** The exercise **
Rewrite the records below with "this form" swapped for "this format" everywhere it occurs, changing nothing else. Leave out the pictures.

[Pointing records]

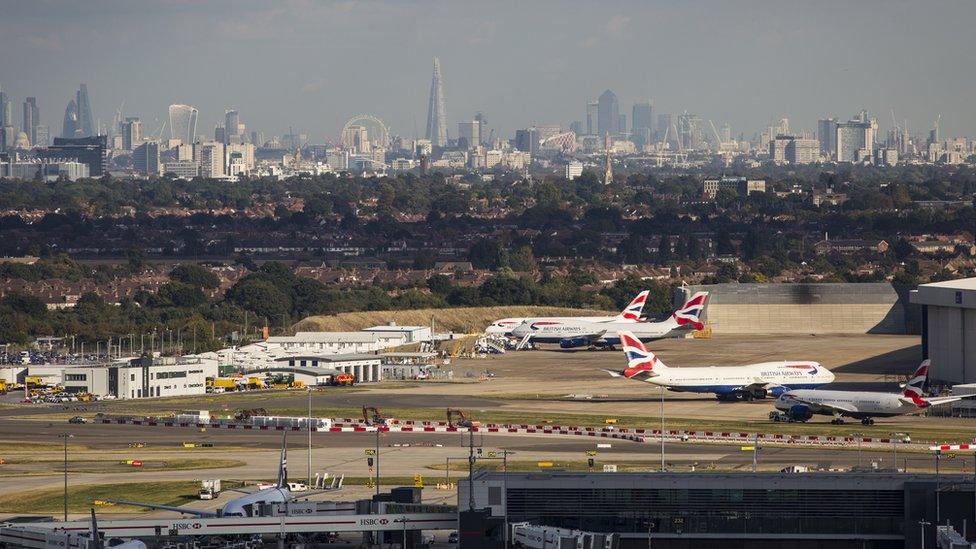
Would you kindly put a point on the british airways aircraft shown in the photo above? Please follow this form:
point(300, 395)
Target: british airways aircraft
point(579, 333)
point(751, 381)
point(629, 315)
point(863, 405)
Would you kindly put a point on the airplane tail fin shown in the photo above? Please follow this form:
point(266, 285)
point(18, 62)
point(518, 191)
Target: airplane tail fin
point(915, 388)
point(283, 463)
point(639, 359)
point(633, 311)
point(690, 313)
point(96, 537)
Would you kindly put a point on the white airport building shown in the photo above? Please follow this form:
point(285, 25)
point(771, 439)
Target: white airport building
point(949, 328)
point(134, 378)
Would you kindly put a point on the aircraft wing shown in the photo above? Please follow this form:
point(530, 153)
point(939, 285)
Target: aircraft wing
point(185, 510)
point(944, 400)
point(831, 407)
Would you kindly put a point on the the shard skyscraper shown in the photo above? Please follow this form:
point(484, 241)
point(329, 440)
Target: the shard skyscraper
point(436, 113)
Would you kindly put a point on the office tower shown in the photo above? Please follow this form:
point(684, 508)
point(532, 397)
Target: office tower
point(436, 112)
point(855, 139)
point(608, 114)
point(233, 129)
point(42, 136)
point(592, 113)
point(210, 157)
point(527, 140)
point(6, 111)
point(183, 123)
point(84, 127)
point(91, 151)
point(70, 125)
point(8, 134)
point(131, 133)
point(31, 119)
point(482, 128)
point(145, 158)
point(469, 134)
point(642, 124)
point(827, 133)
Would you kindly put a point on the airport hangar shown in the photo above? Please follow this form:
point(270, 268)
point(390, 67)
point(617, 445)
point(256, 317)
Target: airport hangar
point(949, 328)
point(871, 509)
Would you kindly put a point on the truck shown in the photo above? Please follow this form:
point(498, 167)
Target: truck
point(210, 488)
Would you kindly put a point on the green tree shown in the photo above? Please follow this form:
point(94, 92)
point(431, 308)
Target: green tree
point(195, 275)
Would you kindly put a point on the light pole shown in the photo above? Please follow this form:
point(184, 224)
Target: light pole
point(921, 526)
point(308, 426)
point(65, 436)
point(662, 428)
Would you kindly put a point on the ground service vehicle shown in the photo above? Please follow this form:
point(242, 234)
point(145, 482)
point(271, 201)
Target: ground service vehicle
point(210, 488)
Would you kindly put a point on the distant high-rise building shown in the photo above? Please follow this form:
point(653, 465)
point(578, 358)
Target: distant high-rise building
point(436, 111)
point(183, 123)
point(31, 119)
point(233, 129)
point(42, 136)
point(85, 127)
point(469, 134)
point(855, 139)
point(210, 157)
point(6, 110)
point(827, 133)
point(145, 158)
point(608, 114)
point(642, 123)
point(92, 151)
point(70, 125)
point(592, 113)
point(131, 133)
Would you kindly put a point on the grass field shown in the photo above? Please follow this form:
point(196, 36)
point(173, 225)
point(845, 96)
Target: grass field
point(462, 319)
point(82, 498)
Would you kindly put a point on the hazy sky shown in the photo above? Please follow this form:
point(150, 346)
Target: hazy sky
point(313, 64)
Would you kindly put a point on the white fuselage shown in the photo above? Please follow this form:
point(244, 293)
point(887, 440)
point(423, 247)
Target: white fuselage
point(853, 403)
point(506, 325)
point(727, 379)
point(554, 330)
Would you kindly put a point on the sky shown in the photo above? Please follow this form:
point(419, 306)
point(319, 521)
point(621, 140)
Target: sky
point(312, 65)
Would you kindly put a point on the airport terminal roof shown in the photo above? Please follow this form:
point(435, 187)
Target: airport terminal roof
point(347, 357)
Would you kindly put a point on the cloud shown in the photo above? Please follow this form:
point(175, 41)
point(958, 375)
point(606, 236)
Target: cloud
point(616, 24)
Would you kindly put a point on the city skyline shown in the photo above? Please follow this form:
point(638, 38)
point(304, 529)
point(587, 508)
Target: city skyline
point(910, 72)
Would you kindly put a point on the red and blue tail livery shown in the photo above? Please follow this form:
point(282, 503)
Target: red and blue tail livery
point(690, 313)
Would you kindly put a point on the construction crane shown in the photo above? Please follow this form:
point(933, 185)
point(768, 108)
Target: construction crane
point(372, 416)
point(462, 420)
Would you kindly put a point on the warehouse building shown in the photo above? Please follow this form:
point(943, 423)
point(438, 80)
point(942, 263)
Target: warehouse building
point(408, 334)
point(735, 510)
point(137, 378)
point(871, 308)
point(364, 367)
point(948, 312)
point(335, 342)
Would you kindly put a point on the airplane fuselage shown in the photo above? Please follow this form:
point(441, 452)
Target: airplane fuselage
point(724, 380)
point(847, 403)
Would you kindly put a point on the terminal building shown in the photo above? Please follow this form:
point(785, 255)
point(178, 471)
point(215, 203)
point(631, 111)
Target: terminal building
point(870, 308)
point(731, 510)
point(136, 378)
point(948, 311)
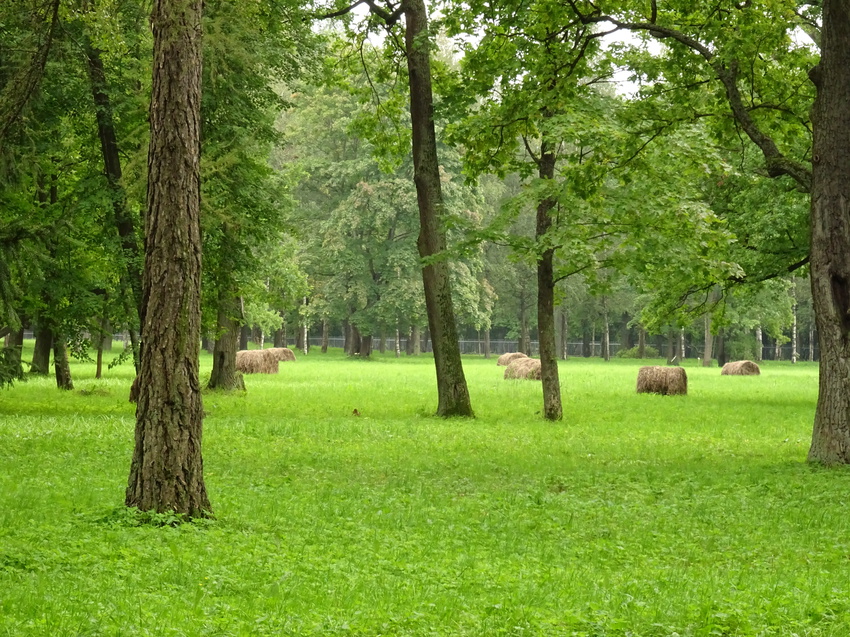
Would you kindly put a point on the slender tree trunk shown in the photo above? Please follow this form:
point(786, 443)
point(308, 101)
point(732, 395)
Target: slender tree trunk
point(811, 342)
point(41, 354)
point(606, 332)
point(416, 338)
point(224, 374)
point(166, 473)
point(15, 342)
point(61, 364)
point(453, 394)
point(794, 334)
point(125, 222)
point(552, 409)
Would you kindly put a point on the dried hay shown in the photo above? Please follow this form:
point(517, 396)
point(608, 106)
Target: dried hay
point(283, 353)
point(505, 359)
point(257, 361)
point(740, 368)
point(523, 368)
point(667, 381)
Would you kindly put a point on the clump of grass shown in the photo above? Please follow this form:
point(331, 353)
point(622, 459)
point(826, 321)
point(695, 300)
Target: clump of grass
point(634, 516)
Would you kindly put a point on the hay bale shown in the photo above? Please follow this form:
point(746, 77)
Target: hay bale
point(505, 359)
point(523, 368)
point(283, 353)
point(667, 381)
point(740, 368)
point(257, 361)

** Response to the task **
Would you kindly put a point on the british airways aircraft shown in the photo above? Please follow this format:
point(300, 395)
Target: british airways aircraft
point(579, 333)
point(751, 381)
point(629, 315)
point(863, 405)
Would you kindly put a point on the airplane tail fin shown in the photo above? Please follow this format:
point(266, 285)
point(18, 62)
point(518, 191)
Target: airplane tail fin
point(915, 388)
point(283, 463)
point(639, 359)
point(633, 311)
point(690, 313)
point(96, 537)
Would you kindly put a point on the white airport building shown in the photo above? Please follow this format:
point(285, 25)
point(771, 439)
Target: white airport building
point(949, 328)
point(134, 378)
Would you kindly put a point on the aircraft wing shown in the photo above? Please follow this format:
point(530, 153)
point(939, 285)
Target: aircraft wing
point(185, 510)
point(944, 400)
point(831, 407)
Would you kindly put a point on the the shard skyscraper shown in the photo above? Please follow this format:
point(484, 241)
point(329, 440)
Target: the shard skyscraper
point(436, 113)
Would you kindly put a point on the office tower shown in the photo above? Please follow this format:
point(684, 508)
point(532, 397)
Target: office tower
point(436, 112)
point(855, 139)
point(608, 114)
point(233, 129)
point(42, 136)
point(592, 113)
point(210, 157)
point(527, 140)
point(6, 111)
point(183, 123)
point(84, 127)
point(91, 151)
point(70, 125)
point(8, 134)
point(131, 133)
point(31, 119)
point(482, 128)
point(145, 158)
point(469, 134)
point(642, 124)
point(827, 133)
Would you kindly put a point on the airport hangar shown in the photo above? Please follow this format:
point(270, 268)
point(390, 67)
point(617, 445)
point(256, 317)
Target: airport hangar
point(949, 328)
point(871, 509)
Would you kindly put a point on the truck shown in the photo above? Please follow this format:
point(498, 167)
Target: truck
point(210, 488)
Would you kindly put a point on the green tree shown in the photo above? Please follow this format:
point(94, 92)
point(431, 308)
Target: green tree
point(195, 275)
Would you kindly put a point on the light pole shown in the photo above? Please follow this format:
point(184, 224)
Target: light pole
point(921, 526)
point(308, 426)
point(65, 436)
point(662, 428)
Would you kindly put a point on the ground service vehicle shown in the photo above? Please follow this format:
point(242, 234)
point(145, 482)
point(271, 201)
Target: ground service vehicle
point(210, 488)
Would you kindly put a point on the distant high-rise building shown in the photo above? Please follow this format:
point(653, 465)
point(578, 358)
Target: distant high-rise building
point(436, 111)
point(183, 123)
point(31, 119)
point(233, 129)
point(42, 136)
point(85, 127)
point(469, 134)
point(855, 139)
point(210, 157)
point(6, 110)
point(827, 133)
point(145, 158)
point(608, 114)
point(642, 123)
point(92, 151)
point(70, 125)
point(592, 113)
point(131, 133)
Would you kindly put a point on the grass field shown in the photo above? Please follow this format:
point(196, 36)
point(173, 225)
point(845, 96)
Target: grass field
point(462, 319)
point(82, 498)
Would you kindly put a point on the hazy sky shown in the photo above? Please follow this format:
point(150, 346)
Target: hazy sky
point(313, 64)
Would you kindly put a point on the white fuselage shown in the photo above? Please follow this format:
point(244, 293)
point(887, 440)
point(423, 247)
Target: white fuselage
point(853, 403)
point(506, 325)
point(727, 379)
point(554, 330)
Would you kindly put a point on the sky shown in the photo above? Please follow this format:
point(419, 306)
point(319, 521)
point(621, 140)
Target: sky
point(312, 65)
Would you kindly put a point on the airport terminal roof shown in the photo above? Please follow this format:
point(435, 187)
Target: airport terminal roof
point(347, 357)
Would you kindly put a point on the cloud shown in the photo above? Please follow this format:
point(175, 41)
point(958, 375)
point(606, 236)
Target: cloud
point(616, 24)
Would you kindly put a point on the city skyline shown in the photo above? Please follow this format:
point(638, 38)
point(304, 529)
point(587, 508)
Target: city skyline
point(910, 72)
Would you kindly put a point on the red and blue tail livery shown in the photo above? Please follow this format:
point(282, 503)
Target: red and blue tail livery
point(690, 313)
Would you kindly put a point on the construction crane shown in the photo above? Please follow this format:
point(933, 185)
point(768, 108)
Target: construction crane
point(372, 416)
point(462, 420)
Would you kindly put a point on the warehouse building shown in the photo above? Please follow this format:
point(943, 423)
point(438, 80)
point(942, 263)
Target: warehouse building
point(408, 334)
point(735, 510)
point(137, 378)
point(871, 308)
point(364, 367)
point(948, 312)
point(335, 342)
Would you kindly put a point on the airplane fuselage shown in the photo above? Please follow this format:
point(441, 452)
Target: airplane fuselage
point(724, 380)
point(847, 403)
Would you kindly put a point on the terminal building shown in the photo above? Please follow this format:
point(785, 255)
point(178, 471)
point(215, 203)
point(631, 111)
Target: terminal building
point(870, 308)
point(731, 510)
point(136, 378)
point(948, 311)
Would you kindly put a point on the slender tree trunk shown in the photo above? Please follow this format:
point(786, 443)
point(308, 101)
point(732, 395)
Target: slender tree trunk
point(811, 342)
point(41, 354)
point(606, 332)
point(416, 338)
point(224, 374)
point(166, 473)
point(15, 342)
point(61, 364)
point(453, 394)
point(794, 334)
point(125, 222)
point(552, 409)
Would you kindly put a point on the dried hay shown in the photo above? Please follow this format:
point(517, 396)
point(608, 106)
Target: dried hay
point(283, 353)
point(505, 359)
point(257, 361)
point(740, 368)
point(523, 368)
point(667, 381)
Would you kindly put a point on the clump of grass shown in the photo above? Please follow this format:
point(331, 353)
point(622, 459)
point(826, 321)
point(695, 300)
Target: clump of grass
point(634, 516)
Would you kindly put a point on the hay bale shown in the photo above? Please follow this format:
point(746, 77)
Target: hay bale
point(505, 359)
point(523, 368)
point(283, 353)
point(667, 381)
point(740, 368)
point(257, 361)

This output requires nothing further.